Retype the data below verbatim; pictures do not belong in the copy.

Records provided:
◆ ◆ ◆

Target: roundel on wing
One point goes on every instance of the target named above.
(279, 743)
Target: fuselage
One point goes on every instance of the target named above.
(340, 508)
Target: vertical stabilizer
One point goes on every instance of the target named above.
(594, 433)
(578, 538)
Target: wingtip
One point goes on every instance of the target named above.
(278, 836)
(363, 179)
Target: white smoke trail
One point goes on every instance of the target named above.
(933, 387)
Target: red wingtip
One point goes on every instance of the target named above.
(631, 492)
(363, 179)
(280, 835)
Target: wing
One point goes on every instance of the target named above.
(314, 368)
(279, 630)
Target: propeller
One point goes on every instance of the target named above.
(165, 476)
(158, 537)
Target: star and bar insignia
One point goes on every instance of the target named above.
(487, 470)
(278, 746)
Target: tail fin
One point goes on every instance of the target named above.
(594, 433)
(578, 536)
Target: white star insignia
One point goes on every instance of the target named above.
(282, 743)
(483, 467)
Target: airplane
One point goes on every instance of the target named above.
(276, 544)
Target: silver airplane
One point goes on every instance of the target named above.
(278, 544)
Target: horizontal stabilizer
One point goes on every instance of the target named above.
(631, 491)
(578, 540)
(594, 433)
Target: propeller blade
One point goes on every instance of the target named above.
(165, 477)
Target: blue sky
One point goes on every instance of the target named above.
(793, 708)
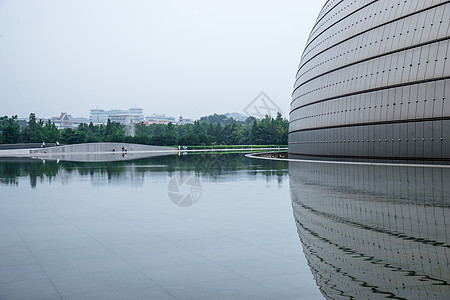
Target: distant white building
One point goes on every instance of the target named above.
(101, 116)
(159, 119)
(183, 121)
(67, 121)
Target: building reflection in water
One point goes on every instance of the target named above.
(374, 231)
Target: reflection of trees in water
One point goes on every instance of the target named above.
(212, 166)
(374, 231)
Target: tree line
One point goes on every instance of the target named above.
(210, 130)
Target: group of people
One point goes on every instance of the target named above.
(43, 144)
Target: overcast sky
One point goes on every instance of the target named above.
(192, 57)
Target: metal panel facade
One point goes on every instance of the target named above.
(374, 82)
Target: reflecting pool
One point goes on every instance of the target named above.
(374, 231)
(213, 226)
(169, 227)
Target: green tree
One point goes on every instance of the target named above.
(50, 133)
(10, 130)
(32, 133)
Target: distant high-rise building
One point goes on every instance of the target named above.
(101, 116)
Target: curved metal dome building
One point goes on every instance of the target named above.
(374, 82)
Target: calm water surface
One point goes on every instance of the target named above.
(222, 227)
(110, 230)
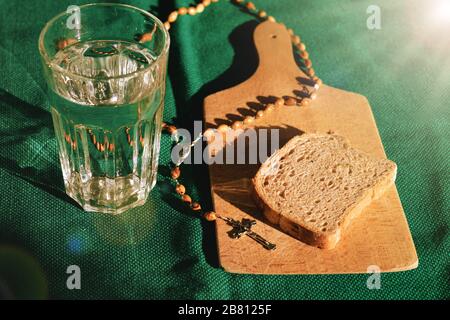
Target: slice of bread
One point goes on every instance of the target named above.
(315, 185)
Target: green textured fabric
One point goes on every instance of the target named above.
(162, 251)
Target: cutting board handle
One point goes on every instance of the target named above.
(273, 44)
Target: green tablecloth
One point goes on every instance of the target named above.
(162, 251)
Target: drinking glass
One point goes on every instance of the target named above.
(105, 66)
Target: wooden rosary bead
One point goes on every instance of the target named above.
(173, 16)
(304, 55)
(270, 107)
(250, 6)
(290, 101)
(249, 119)
(236, 125)
(308, 63)
(311, 72)
(200, 8)
(175, 173)
(210, 216)
(223, 128)
(279, 102)
(305, 102)
(192, 11)
(196, 206)
(186, 198)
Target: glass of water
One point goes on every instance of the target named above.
(105, 65)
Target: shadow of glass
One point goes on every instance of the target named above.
(28, 145)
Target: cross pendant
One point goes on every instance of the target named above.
(244, 227)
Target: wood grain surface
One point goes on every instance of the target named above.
(380, 236)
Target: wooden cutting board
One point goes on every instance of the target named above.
(380, 236)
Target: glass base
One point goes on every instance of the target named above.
(106, 195)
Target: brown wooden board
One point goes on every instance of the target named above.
(380, 236)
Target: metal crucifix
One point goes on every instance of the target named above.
(244, 227)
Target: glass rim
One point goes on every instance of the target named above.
(48, 61)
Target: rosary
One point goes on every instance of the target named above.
(243, 227)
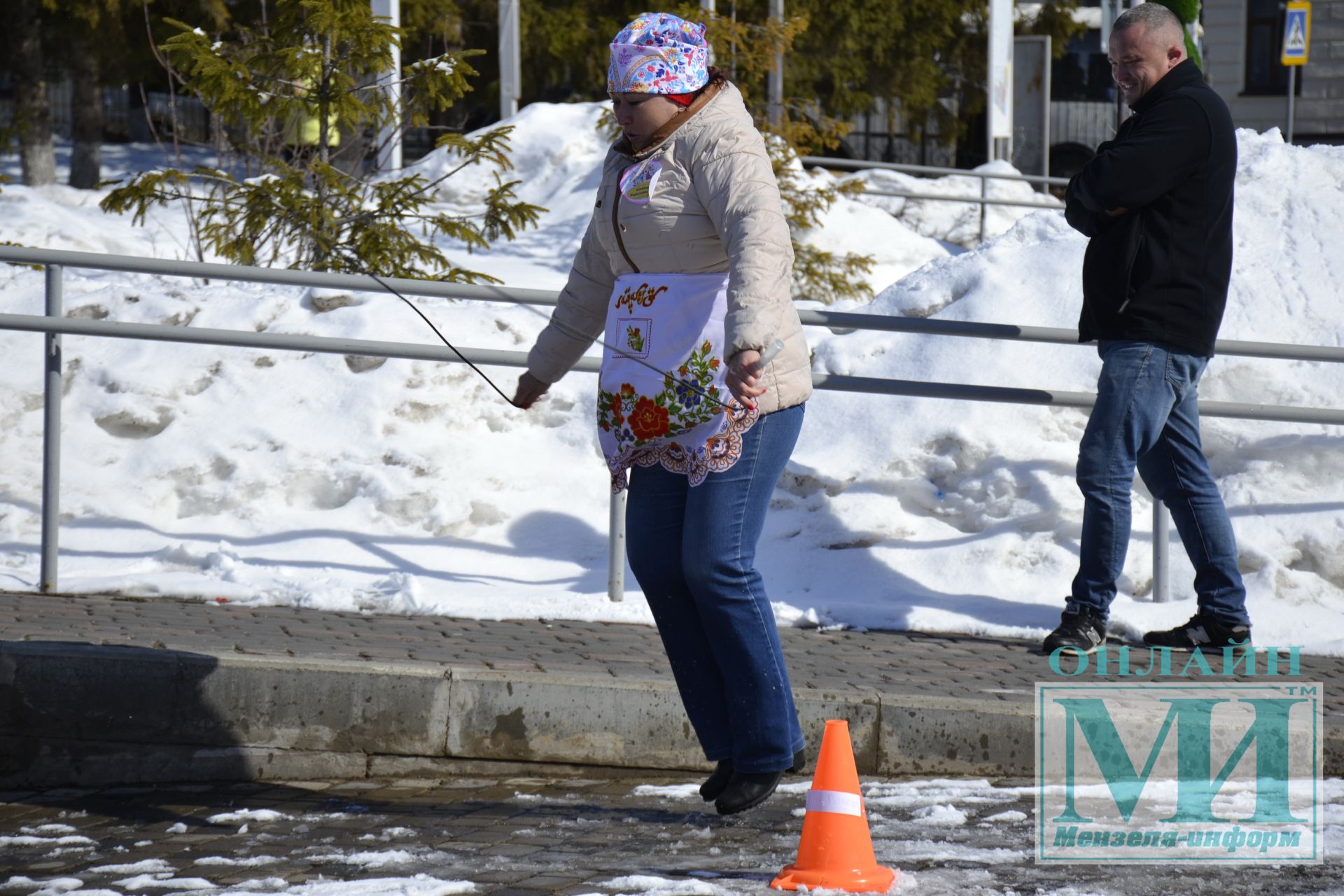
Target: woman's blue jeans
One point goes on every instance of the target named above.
(692, 551)
(1147, 415)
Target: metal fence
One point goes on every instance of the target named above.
(54, 324)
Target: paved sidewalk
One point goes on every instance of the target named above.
(225, 691)
(568, 836)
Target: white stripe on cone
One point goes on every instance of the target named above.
(835, 801)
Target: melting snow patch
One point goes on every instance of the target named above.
(159, 881)
(663, 886)
(668, 792)
(940, 816)
(248, 814)
(369, 860)
(43, 887)
(147, 867)
(27, 840)
(417, 886)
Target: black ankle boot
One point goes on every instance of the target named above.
(746, 790)
(717, 782)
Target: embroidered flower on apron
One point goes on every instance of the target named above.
(638, 182)
(663, 415)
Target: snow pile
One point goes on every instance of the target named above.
(956, 223)
(410, 486)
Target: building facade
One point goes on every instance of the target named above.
(1242, 45)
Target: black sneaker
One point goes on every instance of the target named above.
(1082, 631)
(1200, 631)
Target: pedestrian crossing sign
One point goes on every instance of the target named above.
(1297, 33)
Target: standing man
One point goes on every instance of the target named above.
(1158, 204)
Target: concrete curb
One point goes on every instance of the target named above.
(77, 713)
(81, 713)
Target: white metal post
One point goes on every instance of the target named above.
(1161, 589)
(999, 81)
(390, 137)
(1292, 112)
(774, 90)
(616, 548)
(984, 194)
(51, 441)
(511, 64)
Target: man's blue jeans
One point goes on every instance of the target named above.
(692, 551)
(1147, 414)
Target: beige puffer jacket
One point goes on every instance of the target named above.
(715, 209)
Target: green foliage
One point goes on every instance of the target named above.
(324, 62)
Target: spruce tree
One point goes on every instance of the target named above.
(284, 93)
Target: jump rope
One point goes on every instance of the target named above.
(766, 355)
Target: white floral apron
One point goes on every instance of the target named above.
(664, 335)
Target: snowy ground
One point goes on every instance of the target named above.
(573, 837)
(412, 488)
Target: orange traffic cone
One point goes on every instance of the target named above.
(836, 850)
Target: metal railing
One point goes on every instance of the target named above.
(983, 199)
(54, 324)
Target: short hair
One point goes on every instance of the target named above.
(1155, 18)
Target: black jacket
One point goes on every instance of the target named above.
(1159, 273)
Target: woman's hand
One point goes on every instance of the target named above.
(528, 390)
(743, 377)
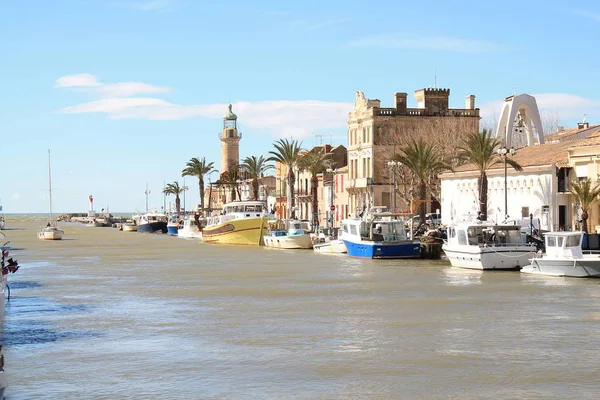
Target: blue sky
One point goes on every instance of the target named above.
(124, 92)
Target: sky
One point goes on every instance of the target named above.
(125, 92)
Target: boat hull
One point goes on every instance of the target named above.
(489, 258)
(50, 234)
(335, 246)
(380, 250)
(576, 268)
(129, 228)
(288, 241)
(157, 226)
(247, 231)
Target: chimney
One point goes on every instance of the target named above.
(470, 102)
(400, 102)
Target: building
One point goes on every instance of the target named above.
(541, 190)
(375, 134)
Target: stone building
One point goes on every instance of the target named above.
(375, 133)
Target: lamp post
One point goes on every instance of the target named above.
(504, 152)
(393, 165)
(331, 205)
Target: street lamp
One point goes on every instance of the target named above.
(331, 205)
(504, 152)
(393, 165)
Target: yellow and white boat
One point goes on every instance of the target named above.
(242, 222)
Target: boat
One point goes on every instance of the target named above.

◆ ◆ ◆

Solution for this exercise:
Target: roundel on wing
One point goes on every instance of the target named above.
(279, 743)
Target: fuselage
One point goes on every instance of the target named above.
(340, 508)
Target: vertical stabilizer
One point goes on every instance of the target named above.
(594, 433)
(578, 538)
Target: wingtip
One point goes on every instance of the target named above.
(278, 836)
(363, 179)
Target: white smoke trail
One point goes on every instance of the target named above.
(933, 387)
Target: red wingtip
One point goes on every instance of the target named above.
(631, 492)
(363, 179)
(280, 835)
Target: wing
One point goes on every instance of the target named above.
(314, 368)
(279, 630)
Target: propeller
One point goes on every instance of the target named above.
(165, 476)
(158, 537)
Target: star and bar insignia
One point goes on every instance of the target named above.
(487, 470)
(278, 746)
Target: tail fin
One point goes on every instance of the target named above.
(594, 433)
(578, 536)
Target: white star insignia
One point goes on every instance of the target named above.
(282, 743)
(483, 467)
Target: airplane
One point goes on every instance of the target named above.
(276, 544)
Target: silver airplane
One point goes on every instance of the target named above.
(278, 544)
Target: horizontal stabilizer
One point goes on every instance of the target named above.
(631, 491)
(578, 540)
(594, 433)
Target: propeller blade
One point goes on every instance of the target named above.
(165, 477)
Target: blue sky
One point goes on every instance of the target named above.
(793, 708)
Target: distant white building
One point goes on every instance of the target named above.
(101, 116)
(159, 119)
(183, 121)
(67, 121)
Target: building reflection in water
One point goes on every instance of the target named above.
(374, 231)
Target: reflection of trees in water
One point goes on every instance of the target named above.
(212, 166)
(374, 231)
Target: tree line
One point goes on every instance of the target named above.
(210, 130)
Target: group of people
One point goes on every instance of the target named above.
(43, 144)
Target: overcast sky
One point goes on every instance of the target named above.
(192, 57)
Target: metal panel facade
One point goes on every instance of the target named above.
(374, 82)
Target: reflecting pool
One point goes on every instance of the target named above.
(374, 231)
(213, 226)
(169, 227)
Target: green tree
One point goes on every instance of the target named above.
(50, 133)
(10, 130)
(32, 133)
Target: distant high-rise building
One point goes on every instance of the target named above.
(101, 116)
Target: curved metal dome building
One point goes on every instance of the target named above.
(374, 82)
Target: calm water surface
One point goes on every instance of the target named above.
(222, 227)
(110, 230)
Target: slice of bread
One point goes on every instance of the target named above.
(315, 185)
Target: green textured fabric
One point goes on every instance of the target named above.
(162, 251)
Target: cutting board handle
One point goes on every instance of the target named above.
(273, 44)
Target: green tablecloth
One point goes on every instance of the target named above.
(162, 251)
Target: drinking glass
One point goes on every instance of the target named above.
(105, 66)
Target: wooden rosary bead
One point goes on every instance of the target named above.
(173, 16)
(304, 55)
(270, 107)
(250, 6)
(290, 101)
(249, 119)
(236, 125)
(308, 63)
(311, 72)
(200, 8)
(175, 173)
(210, 216)
(223, 128)
(279, 102)
(305, 102)
(192, 11)
(196, 206)
(186, 198)
Target: glass of water
One point goes on every instance of the target named above.
(105, 65)
Target: shadow of glass
One point goes on every instance of the target named above.
(28, 145)
Target: cross pendant
One point goes on every instance of the target named above.
(244, 227)
Target: wood grain surface
One point goes on every instance of the target named above.
(380, 236)
Target: wooden cutting board
One point goes on every instance of the target named above.
(380, 236)
Target: glass base
One point goes on every instance of the target named above.
(106, 195)
Target: brown wooden board
One point goes on every instance of the target named above.
(380, 236)
Target: metal crucifix
One point goes on every instance of the target named above.
(244, 227)
Target: glass rim
One point goes on every instance of the target named above.
(48, 61)
Target: rosary
One point goes on every instance of the target named above.
(243, 227)
Target: woman's blue jeans
One point goes on every instance of the target named above.
(692, 551)
(1147, 415)
Target: metal fence
One point goes on every instance of the target named above.
(54, 324)
Target: paved sidewalk
One point goes on every instance of the target named above.
(225, 691)
(568, 836)
Target: white stripe on cone
One point goes on every instance of the target named above.
(835, 801)
Target: melting snow patch
One point goes on every instance of the target named above.
(159, 881)
(663, 886)
(668, 792)
(940, 816)
(248, 814)
(369, 860)
(43, 887)
(147, 867)
(27, 840)
(417, 886)
Target: black ankle boot
One point goes on every instance of the target named above.
(746, 790)
(717, 782)
Target: embroidered flower on apron
One point goes on every instance of the target named above.
(638, 182)
(663, 415)
Target: snow pile
One point goes on every instance of the target named above.
(956, 223)
(410, 486)
Target: building facade
One point goes on every instance of the target named above.
(1242, 45)
Target: black sneaker
One point goes on every instance of the target named above.
(1082, 631)
(1200, 631)
Target: pedestrian crossing sign
One point goes on every instance of the target named above.
(1297, 33)
Target: standing man
One point goes on every instance of the target named above.
(1158, 204)
Target: concrete curb
One point goes on every instance of the target named above.
(77, 713)
(81, 713)
Target: white metal post
One point goes on every instance of the target named above.
(1161, 589)
(999, 81)
(390, 137)
(1292, 112)
(774, 90)
(616, 548)
(984, 194)
(51, 441)
(511, 64)
Target: man's blue jeans
One point goes on every instance of the target named above.
(692, 551)
(1147, 414)
Target: beige puffer jacket
One point goes on every instance of the target named above.
(715, 209)
Target: green foliage
One point goes on every instance of the target named above.
(324, 62)
Target: spruce tree
One point goes on every instance of the target named above.
(284, 93)
Target: jump rope
One point goes on every instance of the target named above.
(766, 355)
Target: white floral apron
One point goes on every instance of the target named above.
(664, 335)
Target: snowy ground
One point goes on every instance of the target named above.
(573, 837)
(412, 488)
Target: orange traffic cone
One point goes on every instance of the target named above.
(836, 850)
Target: metal railing
One point goes on every instance of the target named above.
(983, 199)
(54, 324)
Target: short hair
One point goes on every instance of the target named above.
(1155, 18)
Target: black jacket
One point goes on every instance of the target named above.
(1159, 273)
Target: woman's hand
One point goes on every instance of the target named above.
(528, 390)
(743, 377)
Target: blue sky
One point goes on every instance of the target named above.
(124, 92)
Target: sky
One point goes on every instance of the target named above.
(125, 92)
Target: boat hull
One point goes on every instance of the target named above.
(489, 258)
(50, 234)
(335, 246)
(380, 250)
(576, 268)
(129, 228)
(288, 241)
(157, 226)
(247, 231)
Target: chimney
One point goes on every instance of the target named above.
(470, 102)
(400, 102)
Target: building
One point goes on every instance of the target named above.
(541, 190)
(375, 134)
Target: stone building
One point goes on every instance of the target named above.
(375, 133)
Target: lamp post
One point goes on every instance of the target named above.
(504, 152)
(393, 165)
(331, 205)
Target: street lamp
One point goes on every instance of the target named above.
(331, 205)
(504, 152)
(393, 165)
Target: yellow and white boat
One point goes on every instance of the target named above.
(242, 222)
Target: boat
One point goes on every instance of the target named above.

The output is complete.